# TEXTO-FONTE:

○ ○ ○ ○ ○ ○ ○

No que diz respeito à dosimetria da pena, quanto mais subjetivo for o critério, maior será o espaço para interpretações variadas. Ao abordar os antecedentes criminais, há certo nível de objetividade. No entanto, existem outros fatores que possuem uma alta subjetividade interpretativa, como a personalidade do agente. Avaliar essa característica na imposição da pena é uma tarefa complexa, pois requer que o juiz faça juízos de valor que transcendem o âmbito jurídico, envolvendo conhecimentos de outras áreas do saber (SCHEID, 2018).
2.1 A DISCRICIONARIEDADE ATRIBUIDO AO SENTENCIANTE E AS DIVERGÊNCIAS NA VALORAÇÃO DA PENA PROVENIENTE DELA
A Lei nº 4657/42, comumente chamada de Lei de Introdução às Normas do Direito Brasileiro (LINDB), serve como referência em diversas áreas do Direito. Essa legislação busca proporcionar ao juiz uma autonomia decisória que não se restringe apenas ao texto da lei, uma vez que é natural que em várias situações existam lacunas jurídicas.

○ ○ ○ ○ ○ ○ ○

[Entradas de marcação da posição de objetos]
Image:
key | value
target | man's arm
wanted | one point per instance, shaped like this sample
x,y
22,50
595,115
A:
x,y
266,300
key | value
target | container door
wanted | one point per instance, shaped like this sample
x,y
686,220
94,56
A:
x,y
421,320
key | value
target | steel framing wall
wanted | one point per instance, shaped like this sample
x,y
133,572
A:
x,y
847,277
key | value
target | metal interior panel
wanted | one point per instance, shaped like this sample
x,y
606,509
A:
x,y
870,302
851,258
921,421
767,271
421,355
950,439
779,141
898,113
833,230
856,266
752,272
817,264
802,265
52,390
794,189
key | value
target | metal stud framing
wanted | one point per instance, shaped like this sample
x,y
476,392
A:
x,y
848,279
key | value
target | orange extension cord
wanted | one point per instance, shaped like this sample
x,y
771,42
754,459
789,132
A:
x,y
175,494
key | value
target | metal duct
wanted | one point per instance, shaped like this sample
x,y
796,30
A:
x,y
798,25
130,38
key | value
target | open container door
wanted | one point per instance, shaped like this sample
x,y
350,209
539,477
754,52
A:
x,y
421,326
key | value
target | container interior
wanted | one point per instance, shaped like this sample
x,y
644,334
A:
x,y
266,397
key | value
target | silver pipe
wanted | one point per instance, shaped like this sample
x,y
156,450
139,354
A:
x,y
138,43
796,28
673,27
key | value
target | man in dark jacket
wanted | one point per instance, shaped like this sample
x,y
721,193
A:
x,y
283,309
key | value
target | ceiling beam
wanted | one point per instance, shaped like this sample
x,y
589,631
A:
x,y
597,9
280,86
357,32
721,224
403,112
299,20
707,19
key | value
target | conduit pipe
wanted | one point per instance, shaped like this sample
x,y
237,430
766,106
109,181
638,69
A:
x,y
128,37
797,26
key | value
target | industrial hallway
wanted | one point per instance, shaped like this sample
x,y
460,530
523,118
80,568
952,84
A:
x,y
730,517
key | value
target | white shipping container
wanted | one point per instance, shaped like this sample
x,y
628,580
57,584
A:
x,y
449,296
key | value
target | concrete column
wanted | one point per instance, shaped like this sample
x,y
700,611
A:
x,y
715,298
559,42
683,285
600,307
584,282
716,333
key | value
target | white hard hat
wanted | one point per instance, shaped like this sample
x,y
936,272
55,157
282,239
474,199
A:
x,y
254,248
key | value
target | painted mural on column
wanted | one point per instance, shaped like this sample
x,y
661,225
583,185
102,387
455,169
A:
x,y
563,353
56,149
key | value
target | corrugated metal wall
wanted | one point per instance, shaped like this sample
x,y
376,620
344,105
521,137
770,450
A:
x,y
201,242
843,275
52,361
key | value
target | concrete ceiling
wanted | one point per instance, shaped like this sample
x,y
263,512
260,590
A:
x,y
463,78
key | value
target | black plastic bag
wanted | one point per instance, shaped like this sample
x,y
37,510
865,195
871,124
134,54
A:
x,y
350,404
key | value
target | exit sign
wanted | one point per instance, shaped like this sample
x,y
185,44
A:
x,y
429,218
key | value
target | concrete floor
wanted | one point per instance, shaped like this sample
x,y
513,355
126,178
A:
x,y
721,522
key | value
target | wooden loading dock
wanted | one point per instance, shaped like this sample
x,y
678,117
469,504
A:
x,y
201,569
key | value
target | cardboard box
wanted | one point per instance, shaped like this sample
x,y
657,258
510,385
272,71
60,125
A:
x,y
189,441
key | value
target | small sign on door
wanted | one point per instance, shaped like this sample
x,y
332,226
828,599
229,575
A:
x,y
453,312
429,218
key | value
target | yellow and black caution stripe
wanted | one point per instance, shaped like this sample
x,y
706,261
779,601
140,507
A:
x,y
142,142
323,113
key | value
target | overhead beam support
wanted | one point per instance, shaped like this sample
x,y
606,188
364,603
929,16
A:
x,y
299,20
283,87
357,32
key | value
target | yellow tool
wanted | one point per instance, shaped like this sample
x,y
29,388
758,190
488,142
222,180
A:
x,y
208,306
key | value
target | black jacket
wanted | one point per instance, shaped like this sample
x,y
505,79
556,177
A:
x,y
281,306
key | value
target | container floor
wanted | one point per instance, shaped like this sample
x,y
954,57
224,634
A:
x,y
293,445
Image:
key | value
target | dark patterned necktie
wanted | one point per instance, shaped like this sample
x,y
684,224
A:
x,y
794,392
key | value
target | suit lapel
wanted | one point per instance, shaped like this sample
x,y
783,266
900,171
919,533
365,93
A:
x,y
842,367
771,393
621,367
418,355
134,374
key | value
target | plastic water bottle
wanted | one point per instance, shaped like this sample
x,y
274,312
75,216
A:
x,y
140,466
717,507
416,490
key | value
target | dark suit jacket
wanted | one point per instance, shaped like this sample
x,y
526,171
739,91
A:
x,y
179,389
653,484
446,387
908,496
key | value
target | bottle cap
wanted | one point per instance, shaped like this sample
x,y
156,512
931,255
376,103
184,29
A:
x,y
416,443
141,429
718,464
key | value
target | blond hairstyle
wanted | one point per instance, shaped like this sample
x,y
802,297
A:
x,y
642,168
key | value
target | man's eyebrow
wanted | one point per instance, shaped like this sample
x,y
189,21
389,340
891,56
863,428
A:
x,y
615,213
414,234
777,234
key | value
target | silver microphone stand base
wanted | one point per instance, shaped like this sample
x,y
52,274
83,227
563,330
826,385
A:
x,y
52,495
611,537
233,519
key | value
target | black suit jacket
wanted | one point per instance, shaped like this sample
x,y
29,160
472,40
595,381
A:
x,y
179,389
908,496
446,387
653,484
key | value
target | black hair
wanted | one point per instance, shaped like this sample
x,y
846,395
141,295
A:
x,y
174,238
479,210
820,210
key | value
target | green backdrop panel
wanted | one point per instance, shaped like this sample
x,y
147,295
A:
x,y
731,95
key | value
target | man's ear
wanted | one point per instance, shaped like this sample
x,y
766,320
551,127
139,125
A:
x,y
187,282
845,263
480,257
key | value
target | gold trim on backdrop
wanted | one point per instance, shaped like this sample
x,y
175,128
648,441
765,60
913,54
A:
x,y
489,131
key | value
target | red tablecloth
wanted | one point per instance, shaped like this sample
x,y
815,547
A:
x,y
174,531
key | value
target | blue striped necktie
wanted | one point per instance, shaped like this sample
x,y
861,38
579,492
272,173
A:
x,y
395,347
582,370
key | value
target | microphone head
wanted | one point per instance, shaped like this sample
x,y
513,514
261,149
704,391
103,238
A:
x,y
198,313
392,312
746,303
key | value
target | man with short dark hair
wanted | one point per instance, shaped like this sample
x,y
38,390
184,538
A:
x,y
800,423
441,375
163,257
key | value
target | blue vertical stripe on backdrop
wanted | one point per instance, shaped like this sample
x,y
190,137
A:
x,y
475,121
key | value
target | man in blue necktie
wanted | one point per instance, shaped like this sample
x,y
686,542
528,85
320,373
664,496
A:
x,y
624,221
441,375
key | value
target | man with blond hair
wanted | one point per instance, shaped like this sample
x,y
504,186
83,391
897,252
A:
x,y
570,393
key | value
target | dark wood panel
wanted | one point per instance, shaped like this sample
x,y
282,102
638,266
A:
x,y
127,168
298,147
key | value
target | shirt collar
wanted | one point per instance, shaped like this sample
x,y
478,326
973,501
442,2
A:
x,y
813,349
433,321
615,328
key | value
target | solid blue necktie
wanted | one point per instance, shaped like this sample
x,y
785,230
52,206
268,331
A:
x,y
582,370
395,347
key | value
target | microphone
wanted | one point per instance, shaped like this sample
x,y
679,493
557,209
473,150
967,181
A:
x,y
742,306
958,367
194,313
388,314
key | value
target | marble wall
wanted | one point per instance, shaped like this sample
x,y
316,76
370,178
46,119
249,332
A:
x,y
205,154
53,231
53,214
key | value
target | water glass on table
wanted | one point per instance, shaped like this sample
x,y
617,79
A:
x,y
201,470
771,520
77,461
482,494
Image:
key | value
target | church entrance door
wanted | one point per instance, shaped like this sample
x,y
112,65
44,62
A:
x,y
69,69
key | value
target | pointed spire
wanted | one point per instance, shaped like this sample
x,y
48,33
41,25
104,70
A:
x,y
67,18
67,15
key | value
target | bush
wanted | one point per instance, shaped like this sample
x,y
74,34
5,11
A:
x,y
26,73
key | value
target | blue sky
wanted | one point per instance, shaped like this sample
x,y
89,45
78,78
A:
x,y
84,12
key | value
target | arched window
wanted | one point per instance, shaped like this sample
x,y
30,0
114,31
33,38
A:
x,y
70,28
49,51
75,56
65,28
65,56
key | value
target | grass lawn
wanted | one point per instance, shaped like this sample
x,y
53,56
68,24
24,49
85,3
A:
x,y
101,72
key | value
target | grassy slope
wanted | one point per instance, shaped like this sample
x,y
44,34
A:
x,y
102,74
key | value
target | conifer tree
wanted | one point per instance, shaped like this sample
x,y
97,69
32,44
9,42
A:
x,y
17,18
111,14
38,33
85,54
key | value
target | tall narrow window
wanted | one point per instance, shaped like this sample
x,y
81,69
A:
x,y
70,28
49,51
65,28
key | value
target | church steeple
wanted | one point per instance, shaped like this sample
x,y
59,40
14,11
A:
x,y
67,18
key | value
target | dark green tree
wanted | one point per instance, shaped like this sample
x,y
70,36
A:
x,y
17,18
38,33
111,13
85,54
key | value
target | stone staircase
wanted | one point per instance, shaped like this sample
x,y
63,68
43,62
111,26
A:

○ ○ ○ ○ ○ ○ ○

# REQUISITOS DAS TAREFAS:
1. Transcreva do texto-fonte o trecho que começa com as palavras "No que diz respeito" e termina com "saber (SCHEID, 2018).".
2. Filtre as linhas, copiando somente aquelas que contêm a palavra "jacket".
O texto-fonte e as linhas têm procedências distintas.

# SOLUÇÕES POR TAREFA:
1.
No que diz respeito à dosimetria da pena, quanto mais subjetivo for o critério, maior será o espaço para interpretações variadas. Ao abordar os antecedentes criminais, há certo nível de objetividade. No entanto, existem outros fatores que possuem uma alta subjetividade interpretativa, como a personalidade do agente. Avaliar essa característica na imposição da pena é uma tarefa complexa, pois requer que o juiz faça juízos de valor que transcendem o âmbito jurídico, envolvendo conhecimentos de outras áreas do saber (SCHEID, 2018).

2.
target | man in dark jacket
target | black jacket
target | dark suit jacket
target | black suit jacket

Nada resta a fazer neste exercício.